Put the rows starting at the one containing "Place a point on every instance of the camera" and ending at the one containing "Place a point on every instance of the blue" into a numbered list, omitting any blank lines.

### [Listed entries]
----

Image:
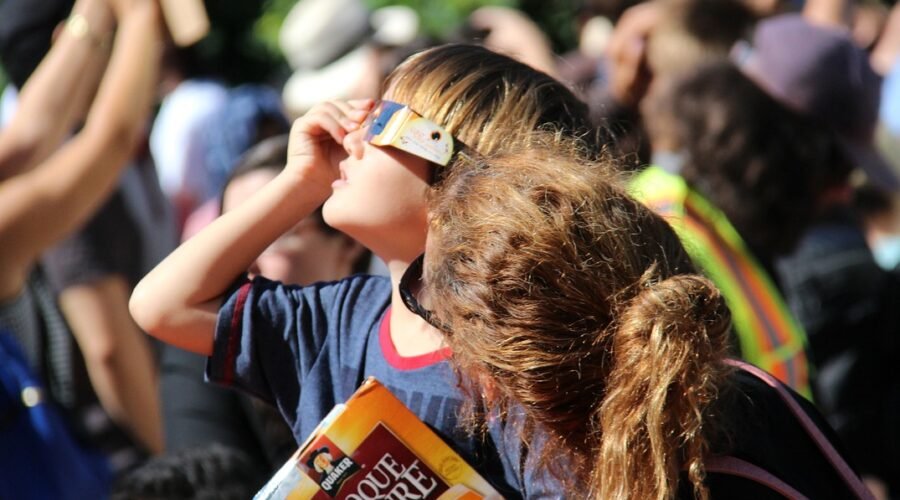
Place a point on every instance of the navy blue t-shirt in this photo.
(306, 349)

----

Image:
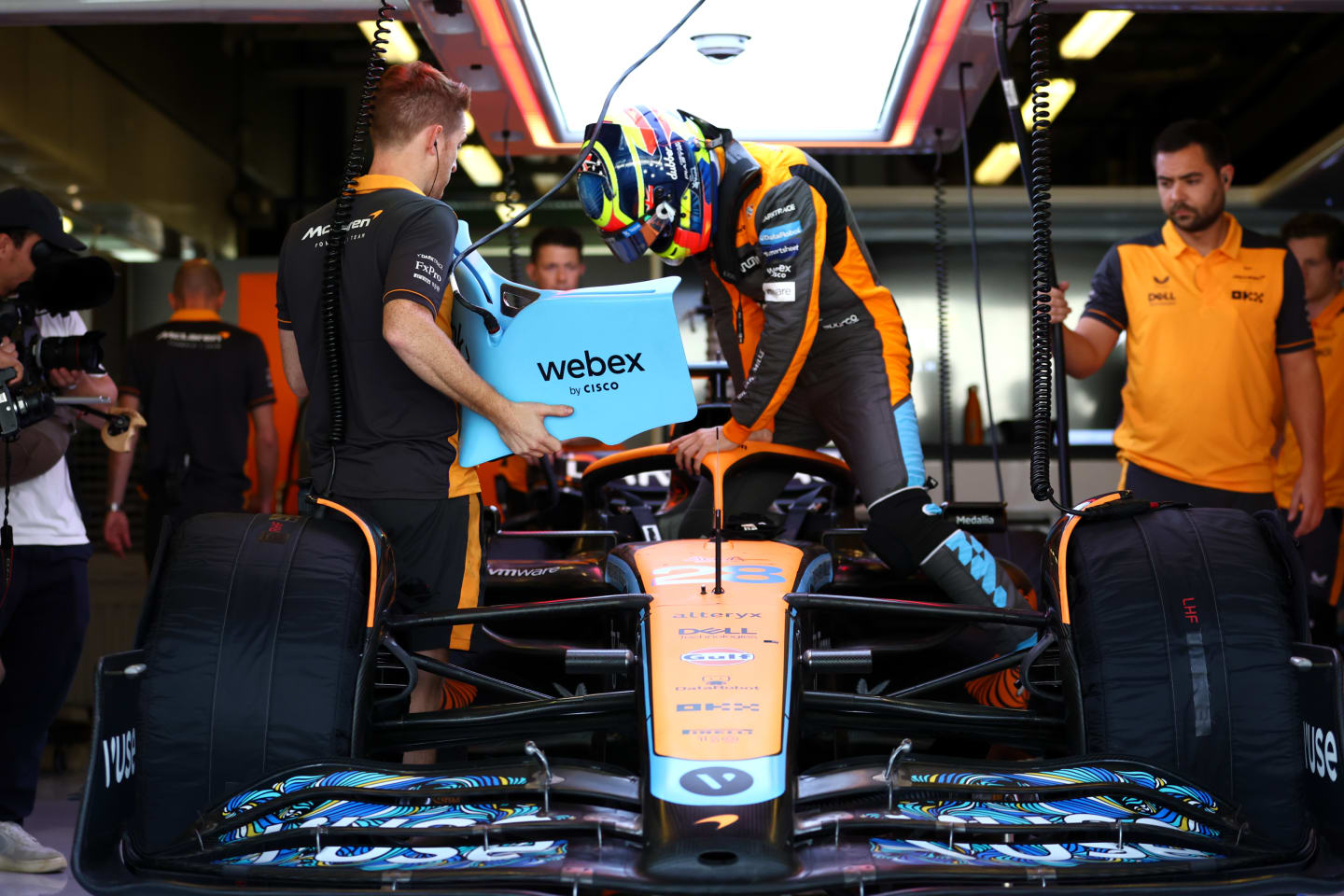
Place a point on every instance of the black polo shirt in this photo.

----

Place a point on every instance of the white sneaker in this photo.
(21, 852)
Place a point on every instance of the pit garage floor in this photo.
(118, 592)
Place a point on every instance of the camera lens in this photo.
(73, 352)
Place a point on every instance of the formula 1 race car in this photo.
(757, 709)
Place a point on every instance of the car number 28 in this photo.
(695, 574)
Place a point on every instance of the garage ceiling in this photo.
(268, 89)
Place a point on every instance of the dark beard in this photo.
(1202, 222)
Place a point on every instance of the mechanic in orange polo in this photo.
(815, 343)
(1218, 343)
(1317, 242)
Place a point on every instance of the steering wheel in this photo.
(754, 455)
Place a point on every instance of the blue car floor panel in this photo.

----

### [Task result]
1. Place a point on every instance of the camera lens in this photo.
2. (73, 352)
3. Place a point on every instance of the formula 1 race car in this photo.
4. (757, 709)
5. Place a point on every instance of the car number 28 in this photo.
6. (695, 574)
7. Place a point on every instance of the garage ceiling in this photo.
8. (268, 89)
9. Place a point on every instance of the dark beard in this photo.
10. (1202, 222)
11. Place a point on every instance of the mechanic in orange polo in this photo.
12. (815, 343)
13. (1218, 343)
14. (1317, 242)
15. Place a point on every instance of the steering wheel in this photo.
16. (754, 455)
17. Place a point on every instance of the blue car floor panel in this photo.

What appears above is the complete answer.